▶ [The task]: In full and without alteration, print the entries that follow.
Supplied information START
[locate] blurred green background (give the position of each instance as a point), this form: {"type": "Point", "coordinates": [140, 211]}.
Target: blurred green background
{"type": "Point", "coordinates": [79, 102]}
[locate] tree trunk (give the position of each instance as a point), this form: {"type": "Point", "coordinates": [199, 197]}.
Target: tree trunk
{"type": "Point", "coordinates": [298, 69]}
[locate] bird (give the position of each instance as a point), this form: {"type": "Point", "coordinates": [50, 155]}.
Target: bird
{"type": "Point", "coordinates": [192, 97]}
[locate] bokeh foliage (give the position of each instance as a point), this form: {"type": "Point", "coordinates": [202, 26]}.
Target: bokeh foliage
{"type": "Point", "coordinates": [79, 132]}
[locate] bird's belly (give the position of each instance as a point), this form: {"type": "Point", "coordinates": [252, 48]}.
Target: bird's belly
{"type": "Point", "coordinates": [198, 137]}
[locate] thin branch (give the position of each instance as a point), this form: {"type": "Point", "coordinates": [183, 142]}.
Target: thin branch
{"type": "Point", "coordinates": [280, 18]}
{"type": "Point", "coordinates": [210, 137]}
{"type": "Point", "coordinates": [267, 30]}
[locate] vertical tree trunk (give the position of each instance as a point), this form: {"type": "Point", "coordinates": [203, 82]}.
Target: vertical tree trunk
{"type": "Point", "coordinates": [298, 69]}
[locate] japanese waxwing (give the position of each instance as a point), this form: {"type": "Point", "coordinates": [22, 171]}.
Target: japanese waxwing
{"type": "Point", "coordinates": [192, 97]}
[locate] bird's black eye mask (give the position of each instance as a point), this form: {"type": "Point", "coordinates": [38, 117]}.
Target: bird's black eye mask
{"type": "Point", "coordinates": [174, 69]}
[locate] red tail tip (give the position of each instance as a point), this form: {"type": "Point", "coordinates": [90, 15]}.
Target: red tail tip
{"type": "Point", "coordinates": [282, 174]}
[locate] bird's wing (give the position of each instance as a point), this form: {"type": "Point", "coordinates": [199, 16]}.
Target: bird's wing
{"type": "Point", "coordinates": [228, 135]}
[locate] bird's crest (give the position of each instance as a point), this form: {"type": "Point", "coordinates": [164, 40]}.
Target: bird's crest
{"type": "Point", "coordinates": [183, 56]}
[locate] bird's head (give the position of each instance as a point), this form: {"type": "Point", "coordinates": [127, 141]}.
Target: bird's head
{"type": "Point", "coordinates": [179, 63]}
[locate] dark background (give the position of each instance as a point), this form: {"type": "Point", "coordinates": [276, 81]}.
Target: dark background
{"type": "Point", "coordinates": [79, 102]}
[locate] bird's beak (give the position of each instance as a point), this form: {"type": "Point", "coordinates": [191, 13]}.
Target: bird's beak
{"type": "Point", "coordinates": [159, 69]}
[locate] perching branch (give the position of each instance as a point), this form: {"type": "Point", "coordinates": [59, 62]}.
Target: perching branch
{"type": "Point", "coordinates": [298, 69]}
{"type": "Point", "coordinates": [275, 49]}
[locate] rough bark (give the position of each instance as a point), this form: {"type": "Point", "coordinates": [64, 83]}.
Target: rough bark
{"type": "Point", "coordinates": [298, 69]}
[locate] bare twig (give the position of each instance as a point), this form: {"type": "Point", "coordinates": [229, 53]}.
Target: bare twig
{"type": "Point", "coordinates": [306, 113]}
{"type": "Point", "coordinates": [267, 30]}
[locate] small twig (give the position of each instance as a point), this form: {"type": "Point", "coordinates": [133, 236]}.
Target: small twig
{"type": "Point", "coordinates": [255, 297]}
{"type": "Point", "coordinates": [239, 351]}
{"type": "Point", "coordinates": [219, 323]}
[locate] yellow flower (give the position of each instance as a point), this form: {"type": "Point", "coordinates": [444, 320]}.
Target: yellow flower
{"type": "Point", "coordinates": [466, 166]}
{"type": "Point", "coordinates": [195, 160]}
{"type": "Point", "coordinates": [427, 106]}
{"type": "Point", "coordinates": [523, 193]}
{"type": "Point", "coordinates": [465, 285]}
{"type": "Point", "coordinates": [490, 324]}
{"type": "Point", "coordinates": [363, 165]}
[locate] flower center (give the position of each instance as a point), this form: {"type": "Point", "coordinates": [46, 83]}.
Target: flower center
Supplied information END
▶ [Output below]:
[locate] blurred green background (give the position of each instance as a point), this form: {"type": "Point", "coordinates": [140, 211]}.
Target: blurred green background
{"type": "Point", "coordinates": [79, 102]}
[locate] tree trunk (give the position of each instance as a point), this form: {"type": "Point", "coordinates": [199, 197]}.
Target: tree trunk
{"type": "Point", "coordinates": [298, 69]}
[locate] bird (give the position of each instance as a point), this form: {"type": "Point", "coordinates": [50, 155]}.
Target: bird
{"type": "Point", "coordinates": [192, 97]}
[locate] bokeh foliage (give the position of each instance as a point), this form: {"type": "Point", "coordinates": [202, 26]}.
Target: bokeh foliage
{"type": "Point", "coordinates": [79, 132]}
[locate] bird's belly (give the position of each instance as a point), this form: {"type": "Point", "coordinates": [252, 48]}.
Target: bird's belly
{"type": "Point", "coordinates": [198, 137]}
[locate] thin branch (give the position of each instance as a point), this form: {"type": "Point", "coordinates": [183, 142]}.
Target: thin branch
{"type": "Point", "coordinates": [280, 18]}
{"type": "Point", "coordinates": [210, 137]}
{"type": "Point", "coordinates": [267, 30]}
[locate] vertical tree trunk (give the position of each instance as a point), this form: {"type": "Point", "coordinates": [203, 82]}.
Target: vertical tree trunk
{"type": "Point", "coordinates": [298, 69]}
[locate] japanese waxwing (give the position of each instance as a point), this form: {"type": "Point", "coordinates": [22, 171]}.
Target: japanese waxwing
{"type": "Point", "coordinates": [192, 97]}
[locate] bird's black eye mask (give the position of each instance as a point), this form: {"type": "Point", "coordinates": [38, 117]}.
Target: bird's black eye mask
{"type": "Point", "coordinates": [174, 69]}
[locate] red tail tip (give the position of each instance as a point), this form: {"type": "Point", "coordinates": [90, 15]}.
Target: red tail tip
{"type": "Point", "coordinates": [282, 174]}
[locate] bird's wing (give the position of each instance as a point), this form: {"type": "Point", "coordinates": [199, 16]}.
Target: bird's wing
{"type": "Point", "coordinates": [228, 135]}
[locate] bird's crest (give the position of each instance as a point), this form: {"type": "Point", "coordinates": [164, 40]}.
Target: bird's crest
{"type": "Point", "coordinates": [183, 56]}
[locate] bird's head (give the position of each instance as a point), this form: {"type": "Point", "coordinates": [127, 141]}.
Target: bird's head
{"type": "Point", "coordinates": [179, 63]}
[locate] dark background (give the position of each instance as a point), this form: {"type": "Point", "coordinates": [276, 81]}.
Target: dark background
{"type": "Point", "coordinates": [79, 102]}
[locate] bird's beak (give the position of each instance as a point), this form: {"type": "Point", "coordinates": [191, 13]}.
Target: bird's beak
{"type": "Point", "coordinates": [159, 69]}
[locate] perching branch (give the position of each instance as a point), this form: {"type": "Point", "coordinates": [59, 62]}.
Target: perching branch
{"type": "Point", "coordinates": [298, 69]}
{"type": "Point", "coordinates": [275, 49]}
[locate] rough bark (give the position of each instance as a point), this form: {"type": "Point", "coordinates": [64, 83]}.
Target: rough bark
{"type": "Point", "coordinates": [298, 69]}
[locate] bare twig (give the position of each instance as a point), this form: {"type": "Point", "coordinates": [229, 53]}.
Target: bare twig
{"type": "Point", "coordinates": [306, 113]}
{"type": "Point", "coordinates": [267, 30]}
[locate] small twig (give the position of each instance as a point), this form: {"type": "Point", "coordinates": [133, 236]}.
Target: small twig
{"type": "Point", "coordinates": [255, 297]}
{"type": "Point", "coordinates": [239, 351]}
{"type": "Point", "coordinates": [219, 323]}
[locate] yellow flower (give the position of each instance as a point), this form: {"type": "Point", "coordinates": [444, 320]}.
Target: yellow flower
{"type": "Point", "coordinates": [466, 166]}
{"type": "Point", "coordinates": [195, 160]}
{"type": "Point", "coordinates": [427, 106]}
{"type": "Point", "coordinates": [523, 193]}
{"type": "Point", "coordinates": [465, 285]}
{"type": "Point", "coordinates": [490, 324]}
{"type": "Point", "coordinates": [363, 165]}
[locate] flower center (give the position of each instance as a point), this form: {"type": "Point", "coordinates": [46, 83]}.
Target: flower center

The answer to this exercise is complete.